• **Exercise instructions**: Copy each of the following records line for line, without changing anything.

(Bounding-box records)
━━━━━━━━━━━━━━━━━━━━
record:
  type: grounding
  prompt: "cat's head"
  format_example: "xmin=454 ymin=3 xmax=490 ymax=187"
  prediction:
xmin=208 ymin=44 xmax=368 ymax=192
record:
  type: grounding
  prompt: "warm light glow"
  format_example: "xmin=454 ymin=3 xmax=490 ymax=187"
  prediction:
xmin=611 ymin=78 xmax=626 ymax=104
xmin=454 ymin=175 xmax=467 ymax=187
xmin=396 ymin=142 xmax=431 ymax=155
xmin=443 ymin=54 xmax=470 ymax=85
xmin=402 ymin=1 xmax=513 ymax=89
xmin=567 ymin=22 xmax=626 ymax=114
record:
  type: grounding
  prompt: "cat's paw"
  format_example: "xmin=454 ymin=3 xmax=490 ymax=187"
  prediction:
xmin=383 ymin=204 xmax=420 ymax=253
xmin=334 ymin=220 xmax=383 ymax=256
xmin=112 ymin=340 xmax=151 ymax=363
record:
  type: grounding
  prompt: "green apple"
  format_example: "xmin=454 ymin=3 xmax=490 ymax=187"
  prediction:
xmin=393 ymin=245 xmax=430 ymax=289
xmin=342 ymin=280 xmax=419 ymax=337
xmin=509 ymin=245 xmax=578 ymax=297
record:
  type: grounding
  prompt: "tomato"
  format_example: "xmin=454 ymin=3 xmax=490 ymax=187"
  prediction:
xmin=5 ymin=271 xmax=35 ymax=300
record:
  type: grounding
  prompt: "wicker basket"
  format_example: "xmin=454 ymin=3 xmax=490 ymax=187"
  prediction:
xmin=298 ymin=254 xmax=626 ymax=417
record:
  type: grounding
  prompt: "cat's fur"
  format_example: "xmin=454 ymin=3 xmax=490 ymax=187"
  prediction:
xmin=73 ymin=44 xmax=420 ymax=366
━━━━━━━━━━━━━━━━━━━━
• **Final result**:
record:
  type: grounding
  prompt: "cat's head"
  format_example: "xmin=454 ymin=3 xmax=490 ymax=187"
  prediction:
xmin=208 ymin=44 xmax=368 ymax=192
record:
  type: grounding
  prompt: "warm light glow"
  format_example: "xmin=454 ymin=3 xmax=490 ymax=187"
  prediction:
xmin=611 ymin=78 xmax=626 ymax=104
xmin=454 ymin=175 xmax=467 ymax=187
xmin=396 ymin=142 xmax=431 ymax=155
xmin=443 ymin=54 xmax=470 ymax=85
xmin=402 ymin=1 xmax=513 ymax=89
xmin=567 ymin=22 xmax=626 ymax=114
record:
  type: grounding
  prompt: "cat's paw"
  format_example: "xmin=454 ymin=3 xmax=490 ymax=187"
  prediction:
xmin=383 ymin=204 xmax=420 ymax=253
xmin=334 ymin=220 xmax=383 ymax=256
xmin=112 ymin=340 xmax=151 ymax=363
record:
  type: grounding
  prompt: "green apple"
  format_example: "xmin=454 ymin=3 xmax=490 ymax=187"
  prediction:
xmin=393 ymin=245 xmax=430 ymax=289
xmin=342 ymin=280 xmax=419 ymax=337
xmin=509 ymin=245 xmax=578 ymax=297
record:
  type: grounding
  prompt: "tomato"
  format_example: "xmin=454 ymin=3 xmax=490 ymax=187"
  prediction:
xmin=5 ymin=271 xmax=35 ymax=300
record:
  type: grounding
  prompt: "wicker basket"
  format_example: "xmin=454 ymin=3 xmax=490 ymax=187"
  prediction:
xmin=298 ymin=254 xmax=626 ymax=417
record:
  type: grounding
  prompt: "cat's fur"
  format_example: "xmin=454 ymin=3 xmax=490 ymax=187"
  prediction:
xmin=73 ymin=44 xmax=420 ymax=366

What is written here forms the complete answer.